[What is asked]
Render the following lines as a Markdown table with two columns, Row and Line. Number every line in sequence and omit blank lines.

_____

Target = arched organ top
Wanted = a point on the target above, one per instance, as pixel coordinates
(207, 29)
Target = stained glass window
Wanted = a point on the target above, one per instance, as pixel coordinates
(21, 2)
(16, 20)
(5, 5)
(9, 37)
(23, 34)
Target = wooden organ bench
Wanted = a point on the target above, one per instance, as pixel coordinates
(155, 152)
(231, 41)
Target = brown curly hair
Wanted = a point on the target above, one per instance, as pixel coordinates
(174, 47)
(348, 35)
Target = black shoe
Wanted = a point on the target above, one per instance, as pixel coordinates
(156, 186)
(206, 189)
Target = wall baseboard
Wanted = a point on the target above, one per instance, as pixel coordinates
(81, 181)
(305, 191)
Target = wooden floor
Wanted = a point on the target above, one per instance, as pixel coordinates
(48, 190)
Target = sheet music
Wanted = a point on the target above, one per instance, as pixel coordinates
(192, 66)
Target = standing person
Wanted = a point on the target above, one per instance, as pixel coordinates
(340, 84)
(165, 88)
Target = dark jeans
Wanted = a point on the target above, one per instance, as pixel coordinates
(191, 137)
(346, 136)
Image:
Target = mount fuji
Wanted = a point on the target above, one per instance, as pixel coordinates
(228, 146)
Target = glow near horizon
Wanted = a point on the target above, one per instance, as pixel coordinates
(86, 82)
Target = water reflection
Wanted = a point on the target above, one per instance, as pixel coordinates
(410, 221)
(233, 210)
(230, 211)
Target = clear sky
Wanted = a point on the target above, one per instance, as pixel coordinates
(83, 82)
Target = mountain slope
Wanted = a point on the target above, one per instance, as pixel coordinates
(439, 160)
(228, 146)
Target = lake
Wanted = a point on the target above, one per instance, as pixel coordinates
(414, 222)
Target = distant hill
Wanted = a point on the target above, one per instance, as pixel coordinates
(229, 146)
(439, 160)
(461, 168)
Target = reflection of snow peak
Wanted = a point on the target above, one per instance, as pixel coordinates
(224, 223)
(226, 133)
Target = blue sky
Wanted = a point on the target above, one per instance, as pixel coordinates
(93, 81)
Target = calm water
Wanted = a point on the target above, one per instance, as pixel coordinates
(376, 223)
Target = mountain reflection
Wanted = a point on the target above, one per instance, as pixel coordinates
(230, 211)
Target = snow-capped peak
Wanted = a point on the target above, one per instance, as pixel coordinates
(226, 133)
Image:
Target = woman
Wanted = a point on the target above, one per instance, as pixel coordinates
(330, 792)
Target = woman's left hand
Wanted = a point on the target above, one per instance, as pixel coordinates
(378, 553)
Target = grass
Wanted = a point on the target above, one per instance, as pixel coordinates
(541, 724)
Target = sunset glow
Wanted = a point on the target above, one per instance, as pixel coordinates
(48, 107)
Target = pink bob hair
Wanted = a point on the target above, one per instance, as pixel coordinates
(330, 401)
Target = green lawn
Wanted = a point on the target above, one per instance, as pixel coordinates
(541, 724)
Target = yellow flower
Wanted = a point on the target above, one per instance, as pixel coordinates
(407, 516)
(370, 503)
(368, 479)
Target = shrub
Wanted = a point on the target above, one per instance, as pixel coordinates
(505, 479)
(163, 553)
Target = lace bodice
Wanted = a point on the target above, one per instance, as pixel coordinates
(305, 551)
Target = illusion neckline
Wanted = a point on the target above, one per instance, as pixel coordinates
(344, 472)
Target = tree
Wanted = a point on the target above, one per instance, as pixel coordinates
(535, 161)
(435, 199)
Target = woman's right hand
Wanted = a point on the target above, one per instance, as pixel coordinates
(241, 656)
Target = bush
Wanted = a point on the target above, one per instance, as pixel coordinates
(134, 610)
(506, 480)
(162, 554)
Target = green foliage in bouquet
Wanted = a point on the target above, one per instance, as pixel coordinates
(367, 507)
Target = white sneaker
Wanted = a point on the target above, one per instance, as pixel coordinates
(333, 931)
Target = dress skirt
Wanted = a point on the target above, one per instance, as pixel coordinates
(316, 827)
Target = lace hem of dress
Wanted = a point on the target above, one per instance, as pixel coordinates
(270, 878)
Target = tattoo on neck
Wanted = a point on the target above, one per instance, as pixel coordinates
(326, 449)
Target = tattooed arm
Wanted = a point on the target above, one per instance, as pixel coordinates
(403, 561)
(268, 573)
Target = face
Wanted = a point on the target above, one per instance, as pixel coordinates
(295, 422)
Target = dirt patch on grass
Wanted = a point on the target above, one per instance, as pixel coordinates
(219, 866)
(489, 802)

_____

[Solution below]
| Row | Line |
|---|---|
| 1 | Target = arched organ top |
| 2 | Wanted = a point on the target above, one per instance, as pixel coordinates |
| 3 | (207, 29) |
| 4 | Target = stained glass window |
| 5 | Wanted = a point on the target above, one per instance, as pixel coordinates |
| 6 | (21, 2) |
| 7 | (16, 20) |
| 8 | (5, 5) |
| 9 | (9, 37) |
| 10 | (23, 34) |
| 11 | Target = wooden organ bench |
| 12 | Wanted = a point on the target above, one per instance, as pixel coordinates |
| 13 | (155, 152) |
| 14 | (231, 41) |
| 15 | Target = brown curly hair |
| 16 | Wanted = a point on the target above, one per instance, as pixel coordinates |
| 17 | (174, 47) |
| 18 | (348, 35) |
| 19 | Target = black shoe |
| 20 | Wanted = a point on the target above, one per instance, as pixel coordinates |
| 21 | (156, 186) |
| 22 | (206, 189) |
| 23 | Target = wall baseboard |
| 24 | Wanted = a point on the target above, one per instance, as pixel coordinates |
| 25 | (81, 181) |
| 26 | (305, 191) |
| 27 | Target = wooden floor |
| 28 | Wanted = a point on the target above, one per instance, as pixel coordinates |
| 29 | (48, 190) |
| 30 | Target = sheet music |
| 31 | Wanted = a point on the target above, one per instance, as pixel coordinates |
| 32 | (192, 66) |
| 33 | Target = standing person |
| 34 | Wanted = a point on the target above, one per instance, as pixel coordinates |
| 35 | (340, 84) |
| 36 | (165, 88) |
| 37 | Target = dark jeans |
| 38 | Wanted = a point on the target above, one per instance, as pixel coordinates |
| 39 | (191, 137) |
| 40 | (346, 136) |
| 41 | Image: |
| 42 | Target = mount fuji |
| 43 | Wanted = a point on the target above, one per instance, as pixel coordinates |
| 44 | (228, 146) |
| 45 | Target = glow near horizon |
| 46 | Wanted = a point on the target above, one per instance, as pixel coordinates |
| 47 | (86, 82) |
| 48 | Target = water reflection |
| 49 | Wanted = a point on the target above, one per instance, as pixel coordinates |
| 50 | (410, 221) |
| 51 | (233, 210) |
| 52 | (230, 211) |
| 53 | Target = clear sky |
| 54 | Wanted = a point on the target above, one per instance, as pixel coordinates |
| 55 | (83, 82) |
| 56 | Target = mountain slope |
| 57 | Wanted = a point on the target above, one per instance, as pixel coordinates |
| 58 | (439, 160) |
| 59 | (228, 146) |
| 60 | Target = lake |
| 61 | Wanted = a point on the target above, one per instance, as pixel coordinates |
| 62 | (414, 222) |
| 63 | Target = distant hill |
| 64 | Wanted = a point on the target above, one per instance, as pixel coordinates |
| 65 | (229, 146) |
| 66 | (439, 160) |
| 67 | (461, 168) |
| 68 | Target = reflection of snow peak |
| 69 | Wanted = a point on the target above, one per instance, as pixel coordinates |
| 70 | (224, 223) |
| 71 | (226, 133) |
| 72 | Target = blue sky |
| 73 | Wanted = a point on the target above, one per instance, as pixel coordinates |
| 74 | (93, 81) |
| 75 | Target = calm water |
| 76 | Wanted = a point on the target above, one per instance, as pixel coordinates |
| 77 | (376, 223) |
| 78 | Target = mountain reflection |
| 79 | Wanted = a point on the target above, one per instance, as pixel coordinates |
| 80 | (230, 211) |
| 81 | Target = snow-capped peak |
| 82 | Wanted = a point on the target above, one per instance, as pixel coordinates |
| 83 | (226, 133) |
| 84 | Image: |
| 85 | Target = woman |
| 86 | Wanted = a point on the target above, one per instance, as pixel coordinates |
| 87 | (330, 792) |
| 88 | Target = woman's left hand |
| 89 | Wanted = a point on the target above, one per instance, as pixel coordinates |
| 90 | (378, 553) |
| 91 | Target = grass |
| 92 | Wanted = a point on the target above, one per instance, as pixel coordinates |
| 93 | (541, 724) |
| 94 | Target = sunset glow |
| 95 | Wanted = a point on the target above, one per instance, as pixel coordinates |
| 96 | (48, 107) |
| 97 | Target = pink bob hair |
| 98 | Wanted = a point on the target above, one per instance, as pixel coordinates |
| 99 | (330, 401) |
| 100 | Target = green lawn |
| 101 | Wanted = a point on the target above, one per instance, as pixel coordinates |
| 102 | (541, 724) |
| 103 | Target = yellow flower |
| 104 | Wanted = a point on the target above, one per instance, as pixel coordinates |
| 105 | (407, 516) |
| 106 | (370, 503) |
| 107 | (368, 479) |
| 108 | Target = shrub |
| 109 | Wanted = a point on the target above, one per instance, as pixel coordinates |
| 110 | (505, 479) |
| 111 | (163, 553) |
| 112 | Target = lace bodice |
| 113 | Wanted = a point on the target above, one per instance, as pixel coordinates |
| 114 | (305, 551) |
| 115 | Target = illusion neckline |
| 116 | Wanted = a point on the target above, one per instance, as pixel coordinates |
| 117 | (344, 472) |
| 118 | Target = tree |
| 119 | Wanted = a point on the target above, one per instance, as pixel coordinates |
| 120 | (535, 161) |
| 121 | (435, 199) |
| 122 | Target = woman's right hand |
| 123 | Wanted = a point on the target above, one per instance, as pixel coordinates |
| 124 | (241, 656) |
| 125 | Target = bush |
| 126 | Wanted = a point on the target above, one per instance, as pixel coordinates |
| 127 | (134, 610) |
| 128 | (506, 480) |
| 129 | (162, 554) |
| 130 | Target = green foliage in bouquet |
| 131 | Wanted = a point on the target above, one per instance, as pixel coordinates |
| 132 | (367, 507) |
| 133 | Target = white sneaker |
| 134 | Wanted = a point on the target above, one per instance, as pixel coordinates |
| 135 | (333, 931) |
| 136 | Target = dress skirt |
| 137 | Wanted = a point on the target above, one per instance, as pixel coordinates |
| 138 | (316, 827) |
| 139 | Target = lace hem of dress |
| 140 | Wanted = a point on the target above, one per instance, as pixel coordinates |
| 141 | (270, 878) |
| 142 | Target = tattoo on neck |
| 143 | Wanted = a point on the target above, one per instance, as pixel coordinates |
| 144 | (326, 449) |
| 145 | Target = tattooed arm |
| 146 | Wanted = a point on the target above, one per instance, as pixel coordinates |
| 147 | (403, 561) |
| 148 | (268, 573) |
| 149 | Target = face |
| 150 | Wanted = a point on the target above, one per instance, as pixel coordinates |
| 151 | (295, 422) |
| 152 | Target = dirt patch on grass |
| 153 | Wanted = a point on the target above, one per instance, as pixel coordinates |
| 154 | (219, 866) |
| 155 | (489, 802) |